**SHORT TASK**: List every line of the records below that contains the word "white", copying each such line in full. Case matters.

**TASK INPUT**:

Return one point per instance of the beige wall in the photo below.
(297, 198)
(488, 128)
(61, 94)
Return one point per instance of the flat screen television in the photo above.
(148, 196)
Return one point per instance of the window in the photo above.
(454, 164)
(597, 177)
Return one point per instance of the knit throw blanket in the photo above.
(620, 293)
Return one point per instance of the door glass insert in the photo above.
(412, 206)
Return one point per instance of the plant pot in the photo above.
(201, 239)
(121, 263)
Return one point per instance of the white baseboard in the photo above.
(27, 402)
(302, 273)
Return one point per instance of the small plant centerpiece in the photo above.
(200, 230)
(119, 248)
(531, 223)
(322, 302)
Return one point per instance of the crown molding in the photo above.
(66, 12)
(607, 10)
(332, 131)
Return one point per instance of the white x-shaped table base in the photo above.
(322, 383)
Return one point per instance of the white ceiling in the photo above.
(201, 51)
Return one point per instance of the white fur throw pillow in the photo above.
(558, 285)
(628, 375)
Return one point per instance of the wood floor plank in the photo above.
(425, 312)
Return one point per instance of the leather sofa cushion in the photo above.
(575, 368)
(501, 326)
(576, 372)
==
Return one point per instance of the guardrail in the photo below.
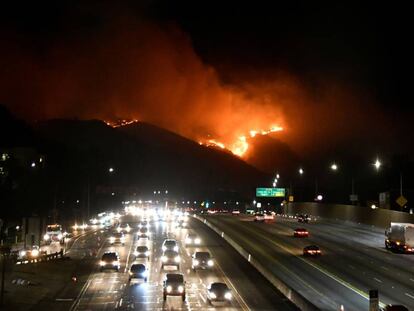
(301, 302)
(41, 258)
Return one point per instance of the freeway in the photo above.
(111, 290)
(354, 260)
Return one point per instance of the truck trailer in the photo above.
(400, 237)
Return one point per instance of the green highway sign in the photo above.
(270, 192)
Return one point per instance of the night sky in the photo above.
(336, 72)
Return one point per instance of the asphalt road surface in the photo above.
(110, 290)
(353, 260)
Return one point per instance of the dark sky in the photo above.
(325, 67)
==
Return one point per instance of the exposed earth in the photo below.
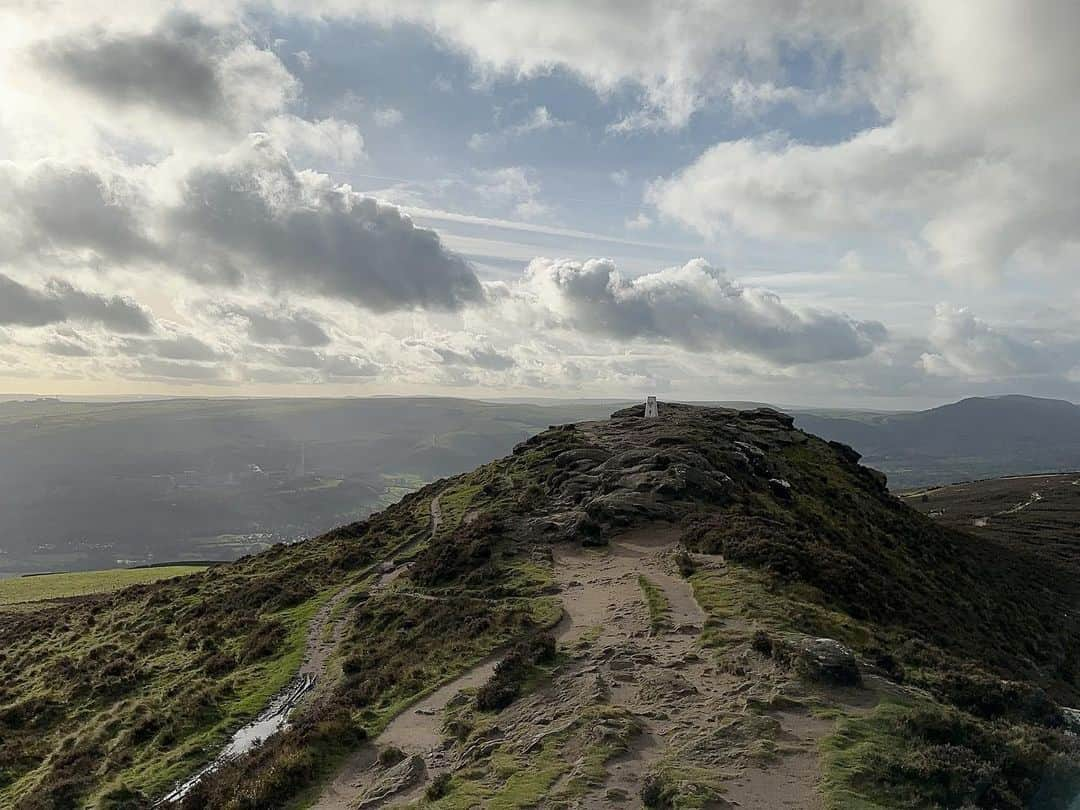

**SOLUTION TO THE EXERCISE**:
Return one point per instance of the white baseboard in the photo above.
Return one point per instance of the white x-shaped table base in the photo above.
Return one point per instance of the white ceiling in the photo above.
Return one point per instance of the white fur throw pillow in the photo above.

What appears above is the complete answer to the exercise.